→ **抜粋**:
________

中目黒のメインストリートから少し離れた隠れたお店

パン屋さんの激戦区として名高い中目黒。しかし、そうした名店と称されるパン屋さんは住宅街のエリアに多く出店するため、肝心の駅周辺となると意外なほど、パン屋さんの数は多くない。ましてや地元の人すら唸るような絶品のお店となると……そんな中目のパン屋さんの傾向とは全く真逆にある絶品なお店が『ビストロ・サンド風福』である。

中目黒駅から徒歩1分ほどのところにあるおしゃれな雰囲気の外観がトレードマーク。ちなみにアトラスタワーのアネックス等の裏側になる。
中目黒駅から徒歩1分ほどのところにあるおしゃれな雰囲気の外観がトレードマーク。ちなみにアトラスタワーのアネックス等の裏側になる。

________

→ **入力データ**:

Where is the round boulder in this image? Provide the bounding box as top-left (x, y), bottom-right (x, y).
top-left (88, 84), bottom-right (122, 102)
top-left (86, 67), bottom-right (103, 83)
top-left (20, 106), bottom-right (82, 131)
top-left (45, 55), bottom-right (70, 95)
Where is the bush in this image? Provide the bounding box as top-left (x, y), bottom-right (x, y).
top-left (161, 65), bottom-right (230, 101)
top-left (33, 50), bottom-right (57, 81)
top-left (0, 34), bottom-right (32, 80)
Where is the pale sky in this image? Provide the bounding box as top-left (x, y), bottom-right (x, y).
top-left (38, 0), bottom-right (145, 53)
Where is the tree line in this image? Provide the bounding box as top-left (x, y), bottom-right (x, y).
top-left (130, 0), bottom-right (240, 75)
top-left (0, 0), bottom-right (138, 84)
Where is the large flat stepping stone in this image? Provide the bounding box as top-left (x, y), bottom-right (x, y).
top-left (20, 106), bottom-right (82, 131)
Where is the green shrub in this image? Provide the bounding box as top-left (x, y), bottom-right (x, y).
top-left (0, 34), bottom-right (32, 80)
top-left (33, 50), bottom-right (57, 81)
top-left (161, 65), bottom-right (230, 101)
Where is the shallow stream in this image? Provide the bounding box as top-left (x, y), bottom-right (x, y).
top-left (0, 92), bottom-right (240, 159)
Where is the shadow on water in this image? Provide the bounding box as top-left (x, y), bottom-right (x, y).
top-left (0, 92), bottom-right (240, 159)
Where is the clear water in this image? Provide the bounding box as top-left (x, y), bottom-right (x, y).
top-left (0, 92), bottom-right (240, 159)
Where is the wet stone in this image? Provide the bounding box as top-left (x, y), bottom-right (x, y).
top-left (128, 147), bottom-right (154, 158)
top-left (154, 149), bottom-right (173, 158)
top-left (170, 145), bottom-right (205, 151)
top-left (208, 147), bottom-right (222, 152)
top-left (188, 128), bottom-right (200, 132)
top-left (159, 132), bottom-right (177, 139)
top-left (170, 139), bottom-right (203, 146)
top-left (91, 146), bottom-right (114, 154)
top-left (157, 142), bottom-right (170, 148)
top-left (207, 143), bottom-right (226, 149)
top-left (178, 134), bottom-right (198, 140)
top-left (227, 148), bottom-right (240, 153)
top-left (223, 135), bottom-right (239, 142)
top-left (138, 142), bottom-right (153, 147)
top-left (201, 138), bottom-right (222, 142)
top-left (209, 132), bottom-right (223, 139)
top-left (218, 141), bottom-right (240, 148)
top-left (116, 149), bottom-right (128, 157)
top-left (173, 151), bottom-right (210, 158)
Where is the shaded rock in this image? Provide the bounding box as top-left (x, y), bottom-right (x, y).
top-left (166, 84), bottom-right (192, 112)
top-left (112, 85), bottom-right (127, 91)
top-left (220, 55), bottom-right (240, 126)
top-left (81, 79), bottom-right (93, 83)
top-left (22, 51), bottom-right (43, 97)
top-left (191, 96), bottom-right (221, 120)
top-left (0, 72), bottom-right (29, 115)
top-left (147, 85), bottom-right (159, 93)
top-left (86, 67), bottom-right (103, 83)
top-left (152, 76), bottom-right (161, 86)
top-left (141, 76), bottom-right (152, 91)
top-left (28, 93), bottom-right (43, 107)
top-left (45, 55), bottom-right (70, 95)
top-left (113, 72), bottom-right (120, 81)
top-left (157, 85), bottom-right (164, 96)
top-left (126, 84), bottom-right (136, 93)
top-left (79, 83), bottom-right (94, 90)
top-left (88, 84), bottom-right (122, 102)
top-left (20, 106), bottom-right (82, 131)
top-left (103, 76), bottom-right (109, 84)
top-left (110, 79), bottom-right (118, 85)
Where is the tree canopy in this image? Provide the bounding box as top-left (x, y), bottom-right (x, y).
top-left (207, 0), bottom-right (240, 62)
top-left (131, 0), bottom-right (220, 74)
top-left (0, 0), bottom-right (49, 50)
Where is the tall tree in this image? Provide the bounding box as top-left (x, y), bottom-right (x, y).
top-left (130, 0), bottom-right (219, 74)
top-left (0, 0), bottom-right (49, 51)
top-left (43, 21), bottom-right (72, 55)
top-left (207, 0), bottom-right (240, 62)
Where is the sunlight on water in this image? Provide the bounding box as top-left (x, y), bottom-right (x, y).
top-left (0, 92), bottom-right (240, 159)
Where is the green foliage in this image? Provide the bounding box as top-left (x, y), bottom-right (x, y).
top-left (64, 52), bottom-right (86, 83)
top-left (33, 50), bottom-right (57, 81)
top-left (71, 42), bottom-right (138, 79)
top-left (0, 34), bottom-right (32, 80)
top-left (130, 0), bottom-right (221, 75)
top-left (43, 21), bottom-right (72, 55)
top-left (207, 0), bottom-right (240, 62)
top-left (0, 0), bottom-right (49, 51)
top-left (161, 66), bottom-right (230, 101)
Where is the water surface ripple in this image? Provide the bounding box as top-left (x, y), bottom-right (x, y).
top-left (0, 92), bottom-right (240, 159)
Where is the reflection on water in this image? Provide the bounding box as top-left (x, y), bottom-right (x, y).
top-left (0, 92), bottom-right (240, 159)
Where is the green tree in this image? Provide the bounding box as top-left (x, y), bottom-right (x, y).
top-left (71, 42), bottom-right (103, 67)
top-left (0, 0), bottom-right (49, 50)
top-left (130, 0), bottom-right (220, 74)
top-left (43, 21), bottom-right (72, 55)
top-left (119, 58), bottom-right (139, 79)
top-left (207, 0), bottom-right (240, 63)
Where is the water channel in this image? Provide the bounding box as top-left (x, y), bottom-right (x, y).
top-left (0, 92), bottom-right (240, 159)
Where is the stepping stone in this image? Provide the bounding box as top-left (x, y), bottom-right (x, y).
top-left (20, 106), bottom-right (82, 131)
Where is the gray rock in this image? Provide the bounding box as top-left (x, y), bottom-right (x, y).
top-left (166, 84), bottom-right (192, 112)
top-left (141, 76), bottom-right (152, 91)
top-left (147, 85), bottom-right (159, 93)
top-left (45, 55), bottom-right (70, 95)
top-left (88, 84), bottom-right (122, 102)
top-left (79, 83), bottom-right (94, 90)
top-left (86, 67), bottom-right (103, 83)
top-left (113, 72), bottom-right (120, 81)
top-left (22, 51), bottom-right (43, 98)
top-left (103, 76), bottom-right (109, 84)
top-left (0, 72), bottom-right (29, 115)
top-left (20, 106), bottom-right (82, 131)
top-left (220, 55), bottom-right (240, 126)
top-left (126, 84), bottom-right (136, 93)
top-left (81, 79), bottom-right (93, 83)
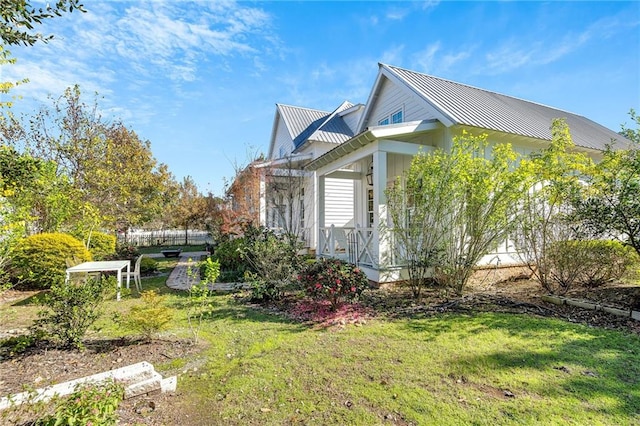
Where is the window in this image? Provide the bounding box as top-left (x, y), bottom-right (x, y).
top-left (367, 189), bottom-right (374, 228)
top-left (378, 109), bottom-right (403, 126)
top-left (300, 186), bottom-right (304, 229)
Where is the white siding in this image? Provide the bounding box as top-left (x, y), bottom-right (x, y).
top-left (324, 178), bottom-right (354, 227)
top-left (368, 79), bottom-right (436, 127)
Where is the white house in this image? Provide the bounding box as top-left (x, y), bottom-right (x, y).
top-left (255, 64), bottom-right (623, 282)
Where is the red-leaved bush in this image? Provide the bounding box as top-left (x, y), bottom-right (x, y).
top-left (298, 258), bottom-right (369, 309)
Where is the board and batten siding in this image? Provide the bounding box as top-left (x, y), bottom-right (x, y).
top-left (324, 178), bottom-right (354, 227)
top-left (368, 79), bottom-right (436, 126)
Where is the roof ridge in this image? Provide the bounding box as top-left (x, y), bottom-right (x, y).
top-left (380, 63), bottom-right (586, 118)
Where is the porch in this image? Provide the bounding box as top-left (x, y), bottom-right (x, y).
top-left (305, 121), bottom-right (444, 283)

________

→ **依頼 1**:
エントリのうち、「Where is the wet」を含む行から「top-left (223, 135), bottom-right (239, 142)」を含む行までを、両端の行も含めてそのまま書き写してください。
→ **依頼 2**:
中目黒のパン屋を紹介する文章の最後の文に続けて、その先を書き進めてください。

→ **出力 1**:
Where is the wet stone in this image? Provide the bounding box as top-left (x, y), bottom-right (x, y).
top-left (128, 147), bottom-right (154, 158)
top-left (154, 149), bottom-right (173, 158)
top-left (170, 145), bottom-right (205, 151)
top-left (208, 147), bottom-right (222, 152)
top-left (188, 128), bottom-right (200, 132)
top-left (159, 132), bottom-right (177, 139)
top-left (170, 139), bottom-right (203, 146)
top-left (91, 146), bottom-right (114, 154)
top-left (157, 142), bottom-right (170, 148)
top-left (207, 143), bottom-right (226, 149)
top-left (178, 134), bottom-right (198, 140)
top-left (227, 148), bottom-right (240, 153)
top-left (223, 135), bottom-right (239, 142)

→ **出力 2**:
中目黒駅から10分前後歩くお店が多い中で、『ビストロ・サンド風福』への所要時間はなんとわずか1分。アトラスタワーのアネックス棟、向かい側には子供たちが元気いっぱい遊べる公園があり、アクセスも景観も決して悪くない。にもかかわらず店主の今井利香さんは「意外と知られていないんです……」とつぶやいた。

店内にはテイクアウト用のサンドイッチがズラリ。ハーフサイズになっているので、好きなサンドイッチを複数選んでみるのも楽しい。
店内にはテイクアウト用のサンドイッチがズラリ。ハーフサイズになっているので、好きなサンドイッチを複数選んでみるのも楽しい。

「駅から1分くらいなんですけど、中目黒の駅を降りるとみんなお店とは反対の方角に歩いて行っちゃうんです(笑)。だから、意外と知られていないんですよ」

確かに中目黒のメインストリートともいうべき目黒川沿いとは反対側にあるというロケーション。それだけに意外と知られていないというのもわからなくもないが……そのメニューはいずれも本格派。以前まで「中目トースト」という店名で営業していたころからの定番メニューを2021年3月の店名変更&リニューアルオープン後も継続して販売しているという。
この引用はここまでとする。